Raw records
........
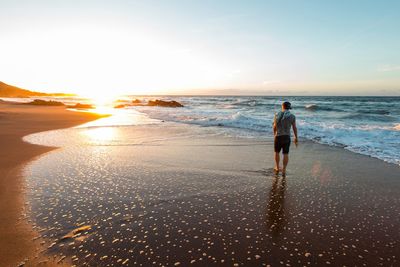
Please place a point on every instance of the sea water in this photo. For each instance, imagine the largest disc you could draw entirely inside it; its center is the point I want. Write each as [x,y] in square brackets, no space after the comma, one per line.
[365,125]
[118,195]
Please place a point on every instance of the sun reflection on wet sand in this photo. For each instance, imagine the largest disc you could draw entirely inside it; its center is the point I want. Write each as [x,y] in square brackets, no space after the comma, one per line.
[100,134]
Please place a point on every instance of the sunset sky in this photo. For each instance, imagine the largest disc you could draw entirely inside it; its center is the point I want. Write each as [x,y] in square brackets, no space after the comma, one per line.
[233,47]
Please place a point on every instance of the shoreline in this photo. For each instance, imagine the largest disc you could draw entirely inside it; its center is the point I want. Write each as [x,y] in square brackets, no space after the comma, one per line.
[17,121]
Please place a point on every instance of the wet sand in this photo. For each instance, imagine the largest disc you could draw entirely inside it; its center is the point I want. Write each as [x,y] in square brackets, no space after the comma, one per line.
[16,121]
[214,201]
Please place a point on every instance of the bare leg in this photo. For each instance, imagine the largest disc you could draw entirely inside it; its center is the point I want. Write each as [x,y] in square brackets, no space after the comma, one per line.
[285,162]
[277,159]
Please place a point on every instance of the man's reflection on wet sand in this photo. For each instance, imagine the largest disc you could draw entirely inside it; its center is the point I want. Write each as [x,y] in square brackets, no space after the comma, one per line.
[276,220]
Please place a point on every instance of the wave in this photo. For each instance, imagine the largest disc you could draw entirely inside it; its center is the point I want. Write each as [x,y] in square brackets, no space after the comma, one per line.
[369,117]
[374,111]
[353,125]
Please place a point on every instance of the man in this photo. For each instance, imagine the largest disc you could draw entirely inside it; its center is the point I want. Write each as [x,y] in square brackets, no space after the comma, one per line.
[283,121]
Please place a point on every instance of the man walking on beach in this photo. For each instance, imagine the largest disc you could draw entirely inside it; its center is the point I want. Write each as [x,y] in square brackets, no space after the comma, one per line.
[283,121]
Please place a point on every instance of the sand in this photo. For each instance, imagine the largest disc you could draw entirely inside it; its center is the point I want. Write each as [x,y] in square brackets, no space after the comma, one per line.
[211,201]
[16,121]
[215,201]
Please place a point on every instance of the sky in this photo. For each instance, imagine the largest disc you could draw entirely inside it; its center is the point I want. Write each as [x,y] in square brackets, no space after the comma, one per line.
[298,47]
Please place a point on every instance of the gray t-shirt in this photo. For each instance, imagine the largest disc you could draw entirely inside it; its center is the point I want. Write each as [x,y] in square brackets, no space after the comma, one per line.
[284,121]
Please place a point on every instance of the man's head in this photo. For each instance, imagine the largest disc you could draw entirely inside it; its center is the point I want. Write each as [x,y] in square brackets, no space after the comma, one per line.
[286,105]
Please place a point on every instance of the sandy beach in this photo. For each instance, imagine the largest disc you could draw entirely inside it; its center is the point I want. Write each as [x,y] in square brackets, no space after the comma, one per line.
[16,121]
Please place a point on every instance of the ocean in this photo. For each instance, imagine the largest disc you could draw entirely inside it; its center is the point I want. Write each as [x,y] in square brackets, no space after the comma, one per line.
[365,125]
[123,191]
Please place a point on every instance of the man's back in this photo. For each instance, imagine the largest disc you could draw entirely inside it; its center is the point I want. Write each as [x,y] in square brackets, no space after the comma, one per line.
[284,121]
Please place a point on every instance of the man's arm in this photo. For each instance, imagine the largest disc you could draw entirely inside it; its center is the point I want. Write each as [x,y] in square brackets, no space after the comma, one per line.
[295,132]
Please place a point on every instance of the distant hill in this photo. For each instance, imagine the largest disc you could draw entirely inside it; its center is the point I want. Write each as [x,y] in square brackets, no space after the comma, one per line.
[7,90]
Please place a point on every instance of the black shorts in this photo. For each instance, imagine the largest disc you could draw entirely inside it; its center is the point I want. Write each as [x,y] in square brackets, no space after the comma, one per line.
[282,142]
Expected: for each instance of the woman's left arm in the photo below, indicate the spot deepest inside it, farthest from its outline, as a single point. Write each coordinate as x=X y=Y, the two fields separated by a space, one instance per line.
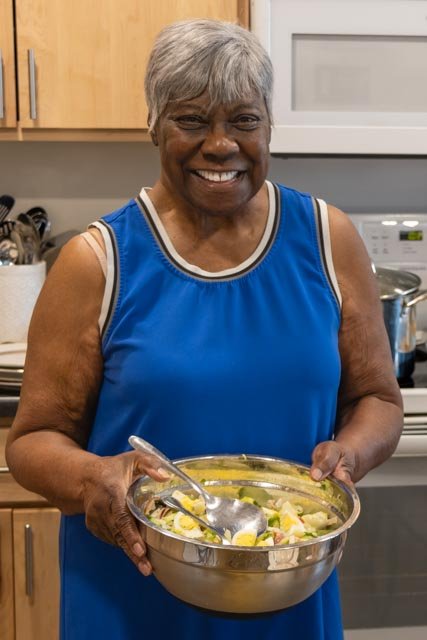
x=369 y=414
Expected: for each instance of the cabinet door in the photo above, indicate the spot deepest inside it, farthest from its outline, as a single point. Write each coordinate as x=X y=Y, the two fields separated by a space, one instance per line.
x=7 y=631
x=81 y=65
x=35 y=541
x=7 y=66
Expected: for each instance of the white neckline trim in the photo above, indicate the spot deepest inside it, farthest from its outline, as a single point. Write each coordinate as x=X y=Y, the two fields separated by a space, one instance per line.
x=323 y=207
x=225 y=272
x=109 y=276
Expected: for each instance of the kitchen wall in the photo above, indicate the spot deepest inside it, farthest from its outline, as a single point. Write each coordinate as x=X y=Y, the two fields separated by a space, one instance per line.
x=78 y=182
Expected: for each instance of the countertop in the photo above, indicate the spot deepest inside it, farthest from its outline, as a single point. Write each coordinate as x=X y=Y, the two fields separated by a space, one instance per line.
x=8 y=404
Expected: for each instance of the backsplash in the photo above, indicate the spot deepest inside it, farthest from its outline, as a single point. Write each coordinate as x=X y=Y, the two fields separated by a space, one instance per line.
x=78 y=182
........
- [Problem to work on] Make a verbatim copy of all the entries and strip out the pictures.

- [Response to the exercise]
Please place a point on every instance of the sea water in this photo. For each instance, imagine the largest disc you could draw entirely inside it; its center is the point I want. Write each as [x,y] in square brackets, no space after the comma, one per line.
[365,125]
[118,195]
Please place a point on every instance of the sun reflection on wet sand in this photo. For each instance, imagine the largest disc you could draw entirely inside it; its center is the point I want. Write each as [x,y] in square brackets, no space after the comma, one per line.
[100,134]
Please place a point on every instance of the sunset sky in this photo. For each instance, imagine the largest disc you could draw entirely inside it; its center is the point I want. Write each as [x,y] in square brackets, no space after the comma, one per line.
[233,47]
Please place a point on every instance of the shoreline in this photo. For each instance, imagine the largest disc you could draw entirely inside it; its center is the point I want. Write each as [x,y] in square brackets, no space after the comma, one per line.
[17,121]
Please place a point on every instance of the wet sand in this photo. For each instance, imagine the largest disc you could draw entirely inside it; its center is the point I want. Write each as [x,y] in square brackets, no space after the comma, one per line.
[16,121]
[214,201]
Please place a point on every instance of the bare leg in this photo. For each instance, imagine the largest disc you could draw entirely inside it; its center is the point I want. Write each as [x,y] in square brackets, no space after the comma, one per line.
[285,162]
[277,159]
Please place a point on every instance of the man's reflection on wet sand in this photo. For each instance, imagine the largest disc you could draw entirely inside it; its center is the point I want. Write each as [x,y] in square brackets, no space after the comma, one per line.
[276,220]
Please place a point on every instance of the wave in this photo. For each instance, imagine the largest disc you could draw entirely inside it; its center is the point I want. Write each as [x,y] in square brackets, no space after the comma, one per line.
[369,117]
[374,111]
[353,125]
Please place a point on every instance of the man in this photo. For each instance, imagine the largest disc you could draw entirely inside it; its center is the point I want. Write each as [x,y] in square brackets, no space after the comma, one per line.
[283,121]
Please place a point on every instance of the man walking on beach in this photo. For each instance, imagine the largest disc you could draw entirely inside it; its center is the point I want. Write each as [x,y] in square brackets, no space after the comma, one per line.
[283,121]
Please place a point on every instance of the sand in this photo. For each instance, imagine the largest disc you could draw entirely inside it; its center is the point I want. Write each as [x,y] in square brackets, no space after the comma, one per line.
[211,201]
[16,121]
[215,201]
Please place a point on every instance of the sky in this photo. For each instance, imagine the largest disc you could draw entirely inside it; its center is the point I want. Write each as [x,y] in square brackets, no space after the comma, one per line.
[298,47]
Please place a point on every instance of the gray t-shirt in this photo. For each instance, imagine the largest disc you could draw entirely inside it; its center is the point I want. Write each as [x,y] in square brackets, no space after the comma, one per line.
[284,121]
Please place a point on every instance of the man's head in this photo. For each instance, imagine the largest disc you could draw entirely inside it; its center is the point I want. Write each as [x,y] in square brackets, no space after the comma, one per line.
[286,105]
Please place a point on every instance of the sandy beach in this photo. For each instance, imagine the largest disc you could draw entirely inside it; its center is the point I want. Write each as [x,y] in square brackets, no space after the comma, one per line.
[16,121]
Please place a point on every instance of the ocean in this photo. For each instance, imagine the largest disc you could draw entirely inside it; its center is the point I want. Write each as [x,y] in square brackets, no space after the comma, one per line.
[365,125]
[123,191]
Please place a point on every instance of the man's back in this photo. For each instance, imagine the largest disc you could draw entirely inside it; its center is the point I want. Write each as [x,y] in square brackets, no space after the comma, one per line.
[284,121]
Please place a point on every instance of the man's arm in this photo. For each instance, imagine the largest disc you could draw entirely inside it; its center is the point I want. Write each as [x,y] in square brackets, no space after the comma, one per line.
[295,132]
Please place a point on every instance of the distant hill in this photo. For each instance, imagine the largest disc you could draw entirely inside it; its center is the point I want. Write each as [x,y] in square brackets, no space after the comma, one per line.
[7,90]
Please place a point on every instance of the black shorts in this photo. For each instance, imagine the largest disc you could draw entirely inside it; its center is the point I want. Write each as [x,y] in square brackets, no space after the comma, one per line.
[282,142]
Expected: for each instance of the woman's left arm in the photo below, indicate the spot deepest inside it, farthest from its outline, as a single point. Write each coordinate as x=X y=Y, the two fields separated by a space, one instance per line.
x=369 y=414
Expected: for each instance of the cabinet door in the photo above, indicate the spot deepest inside it, farthest from its outline, as a single point. Write each coordinate as x=X y=Y, the two fields separated by a space, one instance per line.
x=7 y=631
x=81 y=65
x=35 y=541
x=7 y=66
Expected: for each instance of the white neckline trim in the photo above, indicate the spot deepest inside it, farthest from its outline, as a single point. Write each coordinate as x=X y=Y, the two fields separated by a space, one instance per line.
x=323 y=207
x=225 y=272
x=109 y=276
Expected: for each instance of the kitchen wall in the photo above, indicate the spot deepest inside it, farthest from its outline, as a single point. Write each coordinate as x=X y=Y, the two fields separated by a space, one instance per line.
x=78 y=182
Expected: for each instance of the countertop in the photo above, indicate the spot deepest inside it, farthest from its outline, as a single point. Write each coordinate as x=X y=Y, the two fields separated by a space, one instance per line.
x=8 y=404
Expected: for each instance of the backsplash in the photo above, indicate the spot deepest inside it, farthest from its outline, as a single point. Write each coordinate as x=X y=Y, the two fields separated by a space, one instance per line.
x=78 y=182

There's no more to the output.